TEXTE CHOISI —

-*-*-

Troisième roman de Charlotte Brontë, Shirley parut au début de l'automne 1849, deux ans après Jane Eyre. Charlotte Brontë l'entama peu avant de devoir face aux disparitions prématurées de son frère Branwell et de ses sœurs Emily et Anne entre le mois de septembre 1848 et le mois de mai 1849.

Portant la marque de ces drames, Shirley traite de l'oppression des ouvriers et des femmes dans le cadre de la révolte luddite contre les machines telle qu'elle avait pris place au début du 19ème siècle dans le Yorkshire, la région natale de Charlotte Brontë.

Il est à noter que Charlotte Brontë se plut à modeler l'héroïne éponyme de son roman d'après sa sœur Emily. Elle confessa elle-même avoir désiré imaginer ce que cette dernière, avec son tempérament vif et farouche, serait devenue si elle était née dans une famille noble.

Shirley souffre assurément des limites de son esprit paternaliste et d'un certain déséquilibre de son organisation générale, Charlotte Brontë tenant mal tous ses fils narratifs. Toutefois, il ne manque pas de puissance et de justesse, notamment sur la domination séculaire des femmes.

-*-*-

EXTRAITS DES DONNÉES —

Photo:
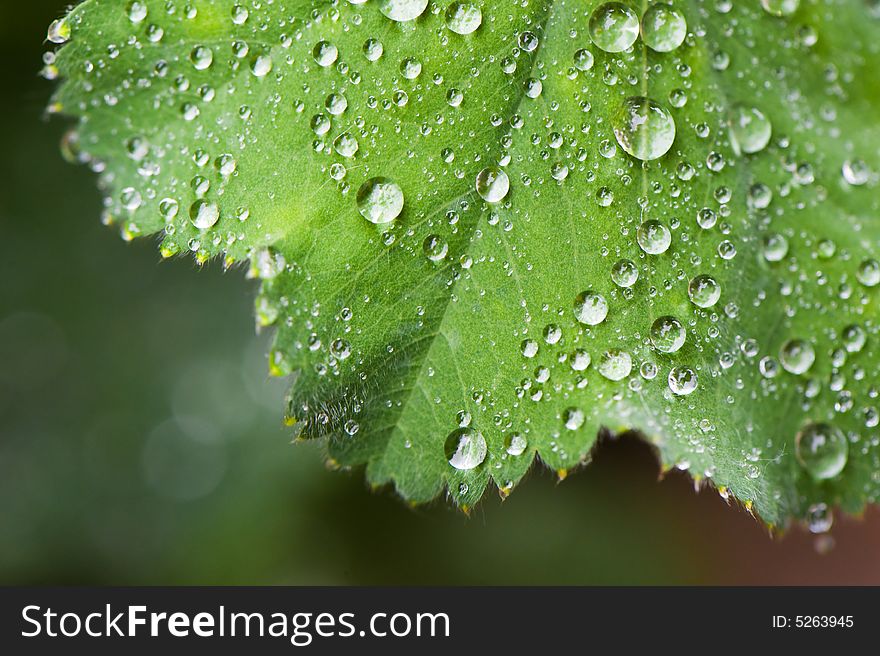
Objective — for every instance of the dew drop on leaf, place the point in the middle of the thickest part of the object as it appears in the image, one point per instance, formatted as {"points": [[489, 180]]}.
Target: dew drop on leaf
{"points": [[780, 7], [667, 334], [402, 10], [325, 53], [515, 444], [465, 448], [380, 200], [822, 450], [704, 291], [624, 273], [797, 356], [615, 364], [492, 184], [590, 308], [614, 27], [463, 17], [644, 128], [750, 129], [682, 380], [204, 214], [663, 27], [653, 237]]}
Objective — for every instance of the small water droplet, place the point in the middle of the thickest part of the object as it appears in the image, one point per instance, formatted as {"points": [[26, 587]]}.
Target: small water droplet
{"points": [[380, 200], [663, 27], [492, 184], [667, 334], [463, 17], [644, 128], [822, 450], [614, 27], [590, 308]]}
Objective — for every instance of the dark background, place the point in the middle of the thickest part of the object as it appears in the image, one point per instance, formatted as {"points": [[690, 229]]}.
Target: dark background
{"points": [[141, 442]]}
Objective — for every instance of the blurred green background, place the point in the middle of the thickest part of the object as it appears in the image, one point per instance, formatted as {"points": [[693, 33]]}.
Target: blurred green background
{"points": [[141, 441]]}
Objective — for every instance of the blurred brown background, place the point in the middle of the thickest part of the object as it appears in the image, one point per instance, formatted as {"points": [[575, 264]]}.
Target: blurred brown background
{"points": [[140, 441]]}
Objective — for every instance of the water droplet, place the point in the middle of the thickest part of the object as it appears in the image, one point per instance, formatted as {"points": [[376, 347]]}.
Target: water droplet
{"points": [[583, 59], [654, 238], [682, 380], [624, 273], [667, 334], [819, 518], [201, 57], [465, 448], [590, 308], [380, 200], [704, 291], [856, 172], [346, 144], [780, 7], [239, 15], [137, 11], [573, 418], [775, 247], [529, 348], [797, 356], [204, 214], [261, 66], [403, 10], [580, 360], [614, 27], [515, 444], [59, 31], [528, 41], [373, 49], [492, 184], [463, 17], [435, 248], [663, 27], [854, 338], [868, 273], [410, 68], [336, 104], [822, 449], [615, 364], [644, 128], [750, 129], [325, 53]]}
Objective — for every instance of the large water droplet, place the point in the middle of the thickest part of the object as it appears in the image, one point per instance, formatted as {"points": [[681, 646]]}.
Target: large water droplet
{"points": [[822, 449], [797, 356], [59, 31], [667, 334], [403, 10], [653, 237], [614, 27], [492, 184], [615, 364], [325, 53], [750, 129], [465, 448], [644, 128], [780, 7], [682, 380], [704, 291], [624, 273], [204, 214], [463, 17], [590, 308], [663, 27], [380, 200]]}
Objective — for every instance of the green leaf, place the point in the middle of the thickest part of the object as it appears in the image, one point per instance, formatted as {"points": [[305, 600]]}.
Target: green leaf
{"points": [[485, 326]]}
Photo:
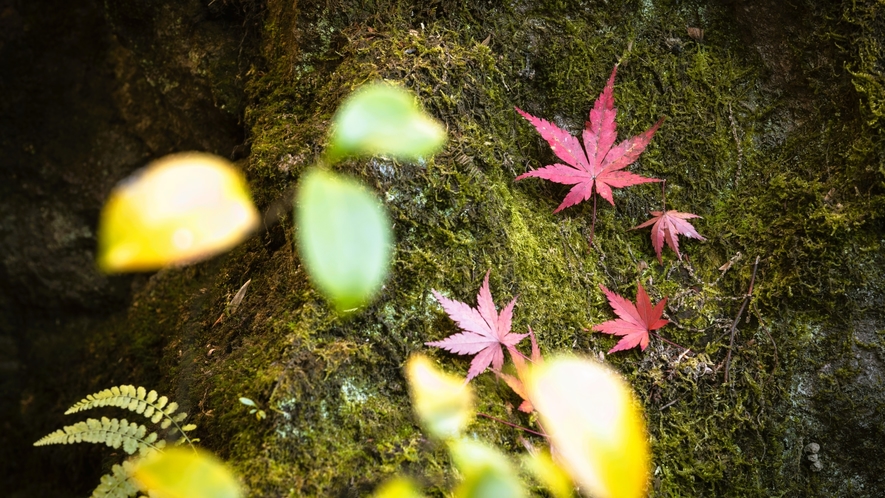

-*-*-

CONSIGNE 1 — D'après le texte choisi, à quel moment le roman Shirley a-t-il paru ?
CONSIGNE 2 — Selon le texte choisi, pour quelle raison Charlotte Brontë a-t-elle pris sa sœur Emily comme modèle de l'héroïne de Shirley ? Répondez en une à trois phrases.
Appuyez-vous uniquement sur le texte choisi, sans tenir compte des items.

RÉPONSE 1 — Au début de l'automne 1849.

RÉPONSE 2 — Charlotte Brontë a elle-même avoué avoir voulu imaginer ce qu'Emily, avec son tempérament vif et farouche, serait devenue si elle était née dans une famille noble.